Task goal ▸
Lay out the listing as a JSON list of strings with one entry per line, leaving out blank lines, covering only the lines between the line containing "segment: blue work shirt" and the line containing "376 283 L 380", inclusive.

[Records excerpted from a collection]
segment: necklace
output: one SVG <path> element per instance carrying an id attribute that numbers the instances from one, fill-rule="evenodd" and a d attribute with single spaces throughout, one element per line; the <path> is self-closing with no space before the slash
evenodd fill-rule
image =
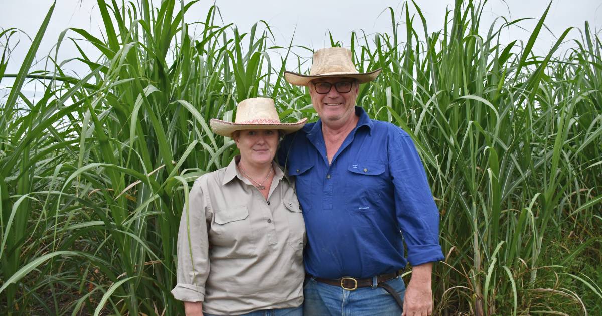
<path id="1" fill-rule="evenodd" d="M 243 167 L 240 166 L 240 164 L 238 164 L 237 166 L 238 166 L 238 169 L 240 169 L 240 172 L 242 172 L 245 176 L 248 178 L 252 182 L 255 182 L 255 186 L 256 188 L 257 188 L 259 190 L 265 190 L 265 186 L 263 184 L 264 182 L 265 182 L 265 180 L 267 180 L 267 178 L 270 178 L 270 176 L 272 175 L 272 171 L 274 170 L 274 166 L 272 166 L 272 164 L 270 164 L 270 171 L 268 172 L 267 175 L 265 176 L 265 179 L 264 179 L 263 181 L 261 181 L 261 182 L 258 182 L 257 181 L 253 180 L 253 178 L 250 177 L 250 176 L 247 175 L 246 172 L 244 172 L 244 169 L 243 169 Z"/>

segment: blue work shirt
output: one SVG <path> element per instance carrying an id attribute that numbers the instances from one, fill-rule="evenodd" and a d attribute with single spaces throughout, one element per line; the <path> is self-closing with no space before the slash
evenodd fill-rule
<path id="1" fill-rule="evenodd" d="M 279 160 L 296 179 L 305 221 L 305 271 L 365 278 L 402 269 L 408 261 L 443 259 L 439 211 L 412 139 L 360 107 L 355 114 L 358 125 L 330 164 L 321 120 L 281 144 Z"/>

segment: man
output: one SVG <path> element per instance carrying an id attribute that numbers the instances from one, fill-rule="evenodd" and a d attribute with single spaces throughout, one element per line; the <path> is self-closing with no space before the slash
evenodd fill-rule
<path id="1" fill-rule="evenodd" d="M 305 315 L 432 313 L 433 262 L 444 257 L 424 167 L 408 134 L 355 106 L 359 84 L 380 72 L 359 73 L 349 50 L 331 48 L 314 53 L 309 75 L 285 73 L 308 87 L 320 116 L 279 153 L 305 221 Z"/>

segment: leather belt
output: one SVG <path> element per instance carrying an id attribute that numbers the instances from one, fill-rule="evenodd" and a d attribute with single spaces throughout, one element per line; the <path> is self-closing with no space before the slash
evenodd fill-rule
<path id="1" fill-rule="evenodd" d="M 376 283 L 380 284 L 381 283 L 384 283 L 389 280 L 395 279 L 396 277 L 401 275 L 399 271 L 393 272 L 392 273 L 388 273 L 386 274 L 381 274 L 376 276 Z M 324 283 L 325 284 L 328 284 L 329 285 L 333 285 L 335 287 L 341 287 L 343 290 L 346 290 L 347 291 L 353 291 L 358 288 L 367 288 L 368 287 L 372 286 L 372 278 L 368 277 L 366 279 L 355 279 L 353 277 L 343 277 L 340 279 L 337 279 L 336 280 L 332 280 L 330 279 L 322 279 L 321 277 L 315 277 L 309 274 L 307 274 L 307 276 L 311 278 L 313 278 L 316 281 L 320 283 Z"/>

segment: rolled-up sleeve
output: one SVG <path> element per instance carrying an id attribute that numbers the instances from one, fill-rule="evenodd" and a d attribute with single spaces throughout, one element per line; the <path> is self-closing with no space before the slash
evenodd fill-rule
<path id="1" fill-rule="evenodd" d="M 439 210 L 422 161 L 412 138 L 394 132 L 389 146 L 389 167 L 395 186 L 396 212 L 408 245 L 412 265 L 442 260 L 439 244 Z"/>
<path id="2" fill-rule="evenodd" d="M 172 290 L 176 299 L 203 302 L 209 274 L 209 241 L 206 209 L 199 180 L 194 181 L 184 205 L 178 233 L 178 283 Z"/>

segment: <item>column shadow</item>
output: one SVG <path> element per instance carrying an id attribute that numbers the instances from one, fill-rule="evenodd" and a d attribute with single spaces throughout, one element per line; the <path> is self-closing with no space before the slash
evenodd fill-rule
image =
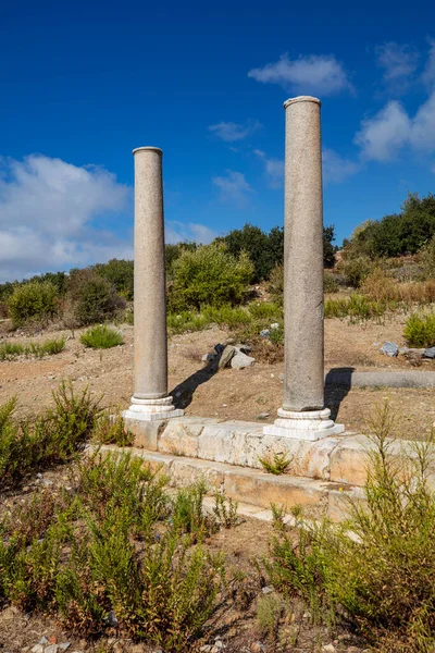
<path id="1" fill-rule="evenodd" d="M 206 367 L 197 370 L 190 377 L 178 383 L 169 394 L 173 398 L 175 408 L 186 408 L 194 398 L 195 391 L 202 383 L 210 381 L 217 372 L 217 362 L 209 362 Z"/>
<path id="2" fill-rule="evenodd" d="M 331 419 L 337 419 L 343 399 L 352 386 L 355 368 L 333 368 L 325 377 L 325 406 L 331 409 Z"/>

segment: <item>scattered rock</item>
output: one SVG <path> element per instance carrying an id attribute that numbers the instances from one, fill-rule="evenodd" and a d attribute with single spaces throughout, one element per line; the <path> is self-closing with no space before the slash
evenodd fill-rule
<path id="1" fill-rule="evenodd" d="M 424 349 L 423 353 L 424 358 L 435 358 L 435 347 L 428 347 Z"/>
<path id="2" fill-rule="evenodd" d="M 247 356 L 243 352 L 238 352 L 235 356 L 233 356 L 231 360 L 231 366 L 235 370 L 243 370 L 246 367 L 250 367 L 256 362 L 256 359 L 252 356 Z"/>
<path id="3" fill-rule="evenodd" d="M 395 358 L 396 356 L 399 355 L 399 347 L 398 347 L 398 345 L 396 345 L 396 343 L 390 343 L 389 341 L 387 341 L 386 343 L 384 343 L 382 345 L 380 352 L 385 354 L 385 356 Z"/>
<path id="4" fill-rule="evenodd" d="M 271 592 L 273 592 L 273 588 L 265 587 L 262 588 L 261 591 L 263 592 L 263 594 L 270 594 Z"/>
<path id="5" fill-rule="evenodd" d="M 214 362 L 217 358 L 217 354 L 204 354 L 202 356 L 202 362 Z"/>
<path id="6" fill-rule="evenodd" d="M 236 348 L 233 347 L 233 345 L 226 345 L 226 347 L 223 349 L 221 357 L 219 359 L 219 369 L 223 369 L 225 367 L 228 367 L 233 356 L 236 353 Z"/>

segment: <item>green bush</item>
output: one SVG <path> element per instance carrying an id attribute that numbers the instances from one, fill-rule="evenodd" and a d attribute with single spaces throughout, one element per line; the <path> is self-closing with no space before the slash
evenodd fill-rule
<path id="1" fill-rule="evenodd" d="M 49 281 L 32 281 L 15 286 L 8 299 L 8 309 L 15 328 L 26 322 L 46 322 L 58 310 L 57 287 Z"/>
<path id="2" fill-rule="evenodd" d="M 185 250 L 174 262 L 170 308 L 184 310 L 203 305 L 240 304 L 252 274 L 252 263 L 241 252 L 237 259 L 224 244 L 203 245 Z"/>
<path id="3" fill-rule="evenodd" d="M 0 407 L 0 490 L 34 469 L 67 461 L 90 436 L 100 409 L 88 391 L 76 396 L 61 384 L 53 399 L 53 408 L 28 421 L 14 419 L 15 399 Z"/>
<path id="4" fill-rule="evenodd" d="M 82 333 L 80 343 L 92 349 L 110 349 L 110 347 L 123 345 L 124 337 L 121 331 L 113 326 L 97 324 Z"/>
<path id="5" fill-rule="evenodd" d="M 284 266 L 275 266 L 269 281 L 269 294 L 278 306 L 284 304 Z"/>
<path id="6" fill-rule="evenodd" d="M 60 354 L 65 348 L 64 337 L 54 337 L 45 343 L 29 342 L 26 345 L 21 343 L 0 343 L 0 360 L 12 360 L 17 356 L 53 356 Z"/>
<path id="7" fill-rule="evenodd" d="M 167 479 L 128 454 L 84 458 L 74 492 L 17 506 L 1 530 L 0 602 L 58 615 L 74 632 L 107 630 L 189 651 L 217 607 L 222 556 L 195 542 L 216 528 L 194 485 L 171 500 Z M 23 517 L 28 527 L 24 528 Z"/>
<path id="8" fill-rule="evenodd" d="M 113 284 L 95 273 L 82 279 L 75 296 L 75 316 L 80 324 L 111 320 L 117 310 L 125 307 Z"/>
<path id="9" fill-rule="evenodd" d="M 384 301 L 368 299 L 364 297 L 364 295 L 355 293 L 349 297 L 326 299 L 324 313 L 325 319 L 349 317 L 351 321 L 356 322 L 359 320 L 370 320 L 373 318 L 378 319 L 386 312 L 387 309 L 388 305 Z"/>
<path id="10" fill-rule="evenodd" d="M 113 285 L 116 293 L 125 299 L 133 299 L 134 263 L 124 259 L 111 259 L 107 263 L 97 263 L 94 270 Z"/>
<path id="11" fill-rule="evenodd" d="M 413 313 L 407 320 L 403 336 L 411 347 L 433 347 L 435 345 L 435 315 Z"/>
<path id="12" fill-rule="evenodd" d="M 325 293 L 338 293 L 339 285 L 331 272 L 325 272 L 323 275 L 323 291 Z"/>
<path id="13" fill-rule="evenodd" d="M 345 275 L 348 285 L 359 288 L 373 270 L 373 263 L 368 257 L 357 256 L 343 260 L 338 270 Z"/>
<path id="14" fill-rule="evenodd" d="M 369 423 L 365 503 L 349 503 L 349 519 L 298 529 L 275 510 L 265 560 L 275 587 L 301 595 L 320 619 L 345 621 L 374 650 L 428 653 L 435 645 L 435 495 L 428 476 L 434 433 L 415 442 L 409 459 L 394 455 L 388 405 Z"/>

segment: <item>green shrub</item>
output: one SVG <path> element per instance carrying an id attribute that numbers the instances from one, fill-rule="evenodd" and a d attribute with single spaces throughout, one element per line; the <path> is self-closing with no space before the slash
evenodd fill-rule
<path id="1" fill-rule="evenodd" d="M 273 456 L 259 456 L 259 461 L 265 471 L 279 476 L 285 473 L 291 465 L 291 457 L 286 453 L 274 453 Z"/>
<path id="2" fill-rule="evenodd" d="M 433 347 L 435 345 L 435 315 L 413 313 L 407 320 L 403 336 L 411 347 Z"/>
<path id="3" fill-rule="evenodd" d="M 60 354 L 65 348 L 66 340 L 64 337 L 54 337 L 45 343 L 29 342 L 25 345 L 22 343 L 0 343 L 0 360 L 12 360 L 17 356 L 54 356 Z"/>
<path id="4" fill-rule="evenodd" d="M 424 279 L 435 279 L 435 235 L 422 247 L 419 255 Z"/>
<path id="5" fill-rule="evenodd" d="M 14 419 L 15 399 L 0 407 L 0 490 L 34 469 L 66 463 L 90 438 L 100 409 L 88 391 L 75 396 L 62 383 L 53 399 L 53 408 L 27 421 Z"/>
<path id="6" fill-rule="evenodd" d="M 134 263 L 124 259 L 111 259 L 107 263 L 97 263 L 94 270 L 113 285 L 122 297 L 133 299 Z"/>
<path id="7" fill-rule="evenodd" d="M 368 257 L 357 256 L 343 260 L 338 270 L 346 276 L 348 285 L 359 288 L 373 270 L 373 263 Z"/>
<path id="8" fill-rule="evenodd" d="M 110 349 L 110 347 L 123 345 L 124 337 L 121 331 L 113 326 L 97 324 L 82 333 L 80 343 L 92 349 Z"/>
<path id="9" fill-rule="evenodd" d="M 278 589 L 300 594 L 322 620 L 331 613 L 346 620 L 376 651 L 427 653 L 435 645 L 434 433 L 399 460 L 387 403 L 369 428 L 365 503 L 349 503 L 340 526 L 299 517 L 294 532 L 275 515 L 266 569 Z"/>
<path id="10" fill-rule="evenodd" d="M 241 252 L 237 259 L 222 243 L 183 251 L 173 269 L 169 301 L 174 310 L 240 304 L 252 274 L 247 255 Z"/>
<path id="11" fill-rule="evenodd" d="M 73 482 L 70 501 L 51 497 L 39 525 L 41 502 L 29 506 L 29 531 L 20 506 L 2 525 L 0 602 L 58 614 L 85 636 L 110 633 L 115 621 L 125 637 L 190 650 L 223 578 L 222 556 L 192 546 L 211 519 L 203 490 L 171 501 L 167 479 L 128 454 L 84 458 Z"/>
<path id="12" fill-rule="evenodd" d="M 46 322 L 58 310 L 57 287 L 49 281 L 15 286 L 8 299 L 8 309 L 15 328 L 30 321 Z"/>
<path id="13" fill-rule="evenodd" d="M 357 293 L 349 297 L 325 300 L 325 318 L 346 318 L 351 321 L 370 320 L 381 318 L 387 310 L 388 305 L 383 301 L 373 301 Z"/>
<path id="14" fill-rule="evenodd" d="M 111 320 L 125 307 L 125 300 L 116 294 L 114 285 L 88 269 L 71 272 L 69 294 L 79 324 Z"/>
<path id="15" fill-rule="evenodd" d="M 269 294 L 272 301 L 278 306 L 284 303 L 284 266 L 275 266 L 269 281 Z"/>
<path id="16" fill-rule="evenodd" d="M 323 275 L 323 289 L 325 293 L 338 293 L 339 285 L 331 272 L 325 272 Z"/>

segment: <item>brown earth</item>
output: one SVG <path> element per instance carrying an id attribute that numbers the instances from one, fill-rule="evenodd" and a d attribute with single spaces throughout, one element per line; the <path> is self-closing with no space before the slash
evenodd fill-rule
<path id="1" fill-rule="evenodd" d="M 406 317 L 396 315 L 384 323 L 352 324 L 345 320 L 325 321 L 325 370 L 353 368 L 375 370 L 435 370 L 434 361 L 412 368 L 402 356 L 388 358 L 380 353 L 389 340 L 405 345 L 402 329 Z M 35 412 L 51 401 L 51 393 L 62 379 L 71 379 L 79 390 L 89 386 L 103 395 L 104 405 L 126 408 L 133 394 L 133 326 L 122 325 L 125 344 L 113 349 L 92 350 L 79 343 L 79 331 L 47 331 L 33 337 L 44 341 L 65 335 L 65 350 L 41 360 L 27 358 L 0 362 L 0 403 L 16 395 L 23 415 Z M 216 326 L 202 332 L 174 335 L 169 342 L 169 389 L 178 395 L 186 415 L 271 422 L 282 403 L 283 362 L 256 362 L 245 370 L 225 369 L 211 375 L 204 372 L 201 356 L 229 335 Z M 24 334 L 3 340 L 25 342 Z M 254 355 L 254 353 L 253 353 Z M 199 373 L 198 373 L 199 372 Z M 402 417 L 403 435 L 422 436 L 435 420 L 434 391 L 355 389 L 346 396 L 328 393 L 326 401 L 336 420 L 349 431 L 363 431 L 372 407 L 388 397 L 393 409 Z M 186 405 L 187 404 L 187 405 Z M 264 416 L 264 414 L 270 414 Z M 261 417 L 260 417 L 261 416 Z"/>

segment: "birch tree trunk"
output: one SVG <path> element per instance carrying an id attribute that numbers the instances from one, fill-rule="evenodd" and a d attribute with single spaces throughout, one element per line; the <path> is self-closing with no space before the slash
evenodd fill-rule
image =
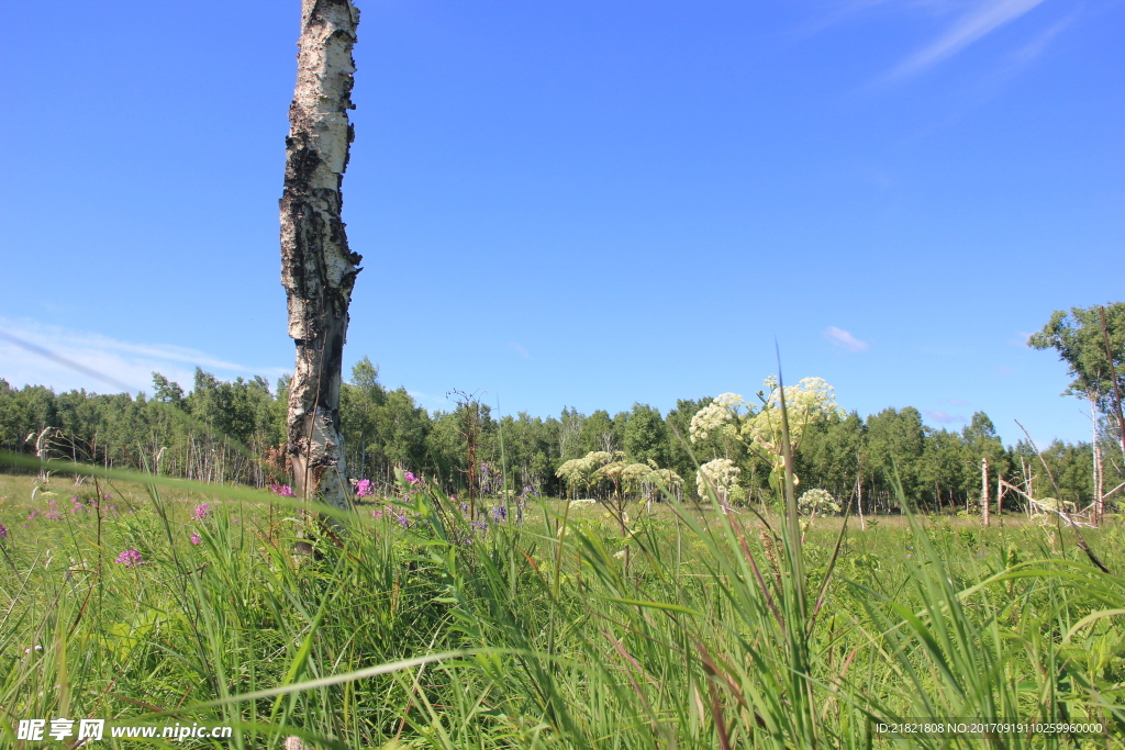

Reply to the exercise ▸
[
  "segment: blue work shirt",
  "output: one SVG <path> element per instance carrying an id attribute that numbers the instances from one, fill-rule=\"evenodd\" and a d attribute with single spaces throughout, one element per line; the <path> is self-closing with no space before the slash",
  "evenodd fill-rule",
  "<path id=\"1\" fill-rule=\"evenodd\" d=\"M 279 160 L 296 179 L 305 221 L 305 271 L 365 278 L 402 269 L 408 261 L 443 259 L 439 211 L 412 139 L 360 107 L 355 114 L 358 125 L 330 164 L 321 120 L 281 144 Z\"/>",
  "segment: man",
  "output: one SVG <path> element per instance carrying an id attribute that numbers the instances from one, fill-rule=\"evenodd\" and a d attribute with single spaces throughout, one element per line; the <path> is self-closing with no space before the slash",
  "evenodd fill-rule",
  "<path id=\"1\" fill-rule=\"evenodd\" d=\"M 305 315 L 432 313 L 433 262 L 444 257 L 424 167 L 408 134 L 355 106 L 359 84 L 380 72 L 359 73 L 349 50 L 331 48 L 314 53 L 309 75 L 285 73 L 308 87 L 320 116 L 279 153 L 305 221 Z\"/>",
  "segment: leather belt",
  "output: one SVG <path> element per instance carrying an id attribute that numbers the instances from one, fill-rule=\"evenodd\" and a d attribute with single spaces throughout, one element per line; the <path> is self-closing with no space before the slash",
  "evenodd fill-rule",
  "<path id=\"1\" fill-rule=\"evenodd\" d=\"M 376 283 L 380 284 L 381 283 L 384 283 L 389 280 L 395 279 L 396 277 L 401 275 L 399 271 L 393 272 L 392 273 L 388 273 L 386 274 L 381 274 L 376 276 Z M 324 283 L 325 284 L 328 284 L 329 285 L 333 285 L 335 287 L 341 287 L 343 290 L 346 290 L 347 291 L 353 291 L 358 288 L 367 288 L 368 287 L 372 286 L 372 278 L 368 277 L 366 279 L 355 279 L 353 277 L 343 277 L 340 279 L 337 279 L 336 280 L 332 280 L 330 279 L 322 279 L 321 277 L 315 277 L 309 274 L 307 274 L 307 276 L 311 278 L 313 278 L 316 281 L 320 283 Z\"/>"
]